Brief
Render every line of the entries below as a JSON list of strings, one string per line, omitting blank lines. Leave the pictures out of the answer.

(Coordinate labeling entries)
※ ※ ※

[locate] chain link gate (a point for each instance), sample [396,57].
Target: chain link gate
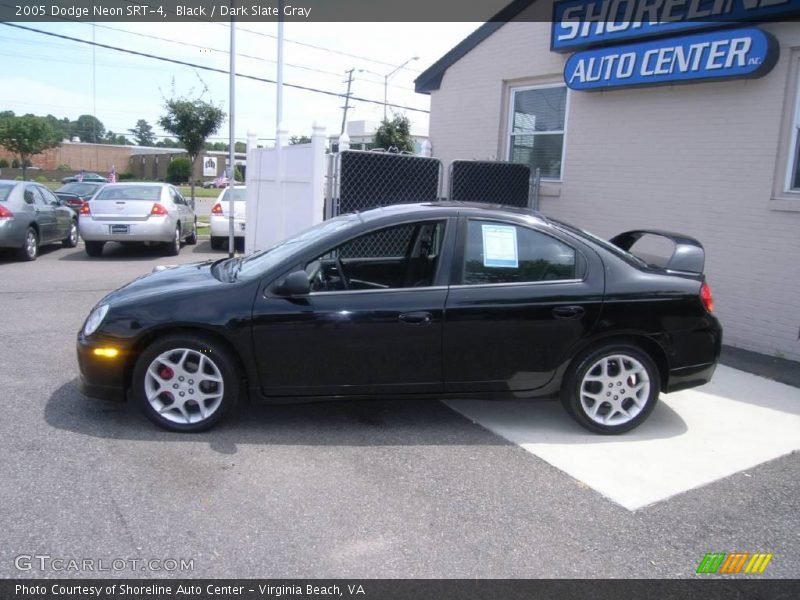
[490,181]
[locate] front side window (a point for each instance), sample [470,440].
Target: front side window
[402,256]
[504,253]
[536,128]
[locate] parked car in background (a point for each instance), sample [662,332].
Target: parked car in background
[31,216]
[220,217]
[76,193]
[138,212]
[439,300]
[86,177]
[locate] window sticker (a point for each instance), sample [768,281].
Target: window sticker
[500,246]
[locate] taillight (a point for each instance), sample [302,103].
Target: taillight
[706,297]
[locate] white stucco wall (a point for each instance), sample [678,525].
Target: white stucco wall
[706,159]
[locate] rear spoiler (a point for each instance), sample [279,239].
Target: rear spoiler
[688,255]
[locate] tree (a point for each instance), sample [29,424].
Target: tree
[179,170]
[89,129]
[395,134]
[192,122]
[26,136]
[143,133]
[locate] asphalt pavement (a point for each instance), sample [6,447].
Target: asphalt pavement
[345,489]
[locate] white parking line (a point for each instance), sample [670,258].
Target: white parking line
[692,438]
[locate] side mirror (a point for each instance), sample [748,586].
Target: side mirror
[295,284]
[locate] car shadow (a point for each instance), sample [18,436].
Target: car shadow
[335,423]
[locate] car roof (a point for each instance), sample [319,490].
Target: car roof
[480,209]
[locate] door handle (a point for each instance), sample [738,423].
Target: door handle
[417,318]
[568,312]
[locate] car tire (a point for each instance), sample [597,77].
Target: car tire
[72,235]
[191,240]
[201,370]
[611,389]
[30,246]
[173,248]
[94,249]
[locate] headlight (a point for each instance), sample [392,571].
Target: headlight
[94,320]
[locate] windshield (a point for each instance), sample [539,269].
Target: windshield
[151,193]
[5,190]
[239,194]
[81,189]
[601,242]
[259,262]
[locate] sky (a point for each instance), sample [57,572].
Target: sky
[41,74]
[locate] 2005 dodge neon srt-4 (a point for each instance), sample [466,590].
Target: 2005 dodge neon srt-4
[440,300]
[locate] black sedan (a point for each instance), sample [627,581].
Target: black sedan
[76,193]
[441,300]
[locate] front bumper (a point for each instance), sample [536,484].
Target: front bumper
[101,377]
[220,227]
[154,229]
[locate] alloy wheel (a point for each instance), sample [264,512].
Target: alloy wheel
[614,390]
[184,386]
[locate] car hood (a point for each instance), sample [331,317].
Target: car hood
[170,280]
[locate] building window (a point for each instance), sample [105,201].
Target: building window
[536,128]
[793,176]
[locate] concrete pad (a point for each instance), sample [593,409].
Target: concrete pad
[692,437]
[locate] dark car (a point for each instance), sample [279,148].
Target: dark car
[440,300]
[31,216]
[76,193]
[94,177]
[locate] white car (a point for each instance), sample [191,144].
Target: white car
[220,221]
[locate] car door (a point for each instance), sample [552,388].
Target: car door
[523,297]
[45,214]
[372,323]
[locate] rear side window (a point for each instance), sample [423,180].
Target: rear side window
[5,192]
[505,253]
[149,193]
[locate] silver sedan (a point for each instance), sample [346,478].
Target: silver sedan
[138,212]
[31,216]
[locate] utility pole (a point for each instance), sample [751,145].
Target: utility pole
[346,106]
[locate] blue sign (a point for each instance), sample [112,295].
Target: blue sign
[732,53]
[586,23]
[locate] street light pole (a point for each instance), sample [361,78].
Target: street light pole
[386,84]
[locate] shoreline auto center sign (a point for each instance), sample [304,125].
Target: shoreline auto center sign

※ ※ ※

Result
[
  "[locate] chain link gate (a point for each instance), sample [396,57].",
  "Target: chain link gate",
  "[490,181]",
  "[locate] front side window (a point for each instance), sample [470,440].",
  "Target: front side window",
  "[402,256]",
  "[504,253]",
  "[536,128]",
  "[locate] parked car in background (a point for each instance), sample [662,332].",
  "Target: parked car in background",
  "[31,216]",
  "[220,217]",
  "[76,193]",
  "[138,212]",
  "[439,300]",
  "[86,177]",
  "[locate] window sticker (a point for each instance), sample [768,281].",
  "Target: window sticker",
  "[500,246]",
  "[locate] taillight (a point for each instance), sample [302,103].",
  "Target: taillight",
  "[706,297]",
  "[locate] white stucco wall (a point for each instance), sample [678,525].",
  "Target: white stucco wall",
  "[706,159]",
  "[locate] rear spoiler (a point for each instance), sample [279,239].",
  "Target: rear spoiler",
  "[688,255]",
  "[locate] tree (a point for each instance), sample [29,424].",
  "Target: tree",
  "[179,170]",
  "[89,129]",
  "[395,134]",
  "[192,122]",
  "[26,136]",
  "[143,133]",
  "[locate] asphalt pavement (a point for each instance), sample [6,447].",
  "Target: asphalt pavement",
  "[345,489]",
  "[locate] white parking line (a point for each instance), sample [670,258].",
  "Target: white parking line",
  "[692,438]",
  "[locate] side mirror (a point for each instance), sample [748,586].",
  "Target: side mirror",
  "[295,284]",
  "[locate] car shadow (a point for each instance), sample [18,436].",
  "Target: car shadow",
  "[335,423]",
  "[locate] car roof (a point for each instance), sample [319,490].",
  "Target: car roof",
  "[480,209]",
  "[locate] door handle (a point for each instance), sample [738,423].",
  "Target: door handle",
  "[417,318]",
  "[568,312]",
  "[locate] car tire (a point for each instance), sample [597,77].",
  "Target: car tire",
  "[72,235]",
  "[191,240]",
  "[201,370]",
  "[611,389]",
  "[30,246]",
  "[173,248]",
  "[94,249]",
  "[locate] headlight (a point for each instance), sample [392,571].",
  "Target: headlight",
  "[94,320]",
  "[locate] windshield (a point for each instance), sample [539,269].",
  "Target: windshield",
  "[151,193]",
  "[5,190]",
  "[239,194]",
  "[81,189]",
  "[601,242]",
  "[259,262]",
  "[locate] sky (a point for each instance), sample [57,572].",
  "Target: sky",
  "[41,74]",
  "[locate] 2005 dodge neon srt-4 (a point for each instance), sample [466,590].",
  "Target: 2005 dodge neon srt-4",
  "[440,300]",
  "[locate] black sedan (a point for each instance), sample [627,581].",
  "Target: black sedan",
  "[76,193]",
  "[441,300]",
  "[locate] front bumper (a point for each instance), sample [536,484].",
  "Target: front bumper",
  "[101,377]",
  "[220,227]",
  "[154,229]",
  "[locate] alloy wheel (a point for each instance), sample [264,512].",
  "Target: alloy wheel",
  "[614,390]",
  "[184,386]",
  "[locate] car hood (a point for each instance), sample [331,317].",
  "Target: car hood",
  "[170,280]",
  "[locate] building window (a point for each instance), sample [105,201].",
  "Target: building window",
  "[536,128]",
  "[793,176]",
  "[locate] concrete pad (a point for each instance), sample [593,409].",
  "Target: concrete pad",
  "[692,437]",
  "[locate] dark car (a point for each instance), sample [279,148].",
  "Target: dark car",
  "[440,300]",
  "[31,216]",
  "[76,193]",
  "[94,177]",
  "[locate] white car (a point for each instance), sample [191,144].",
  "Target: white car",
  "[220,221]",
  "[locate] car door (a point for each instance), sample [552,388].",
  "Target: car door",
  "[523,297]",
  "[45,214]",
  "[372,323]",
  "[locate] rear side window (a point for each instance), sample [423,180].",
  "Target: rear side window",
  "[5,192]",
  "[505,253]",
  "[149,193]",
  "[locate] silver sedan (a point for each instance), sample [346,478].",
  "Target: silver sedan",
  "[138,212]",
  "[31,216]",
  "[locate] utility pole (a point for each instance), sample [751,145].",
  "Target: utility pole",
  "[346,106]",
  "[locate] blue sign (a point for each instance), sample [112,295].",
  "Target: blue sign",
  "[732,53]",
  "[586,23]",
  "[locate] street light pole (a point for each instance), sample [361,78].",
  "Target: street light pole",
  "[386,84]",
  "[locate] shoreline auto center sign (a point for each instance), sample [304,125].",
  "Target: shoreline auto center sign"
]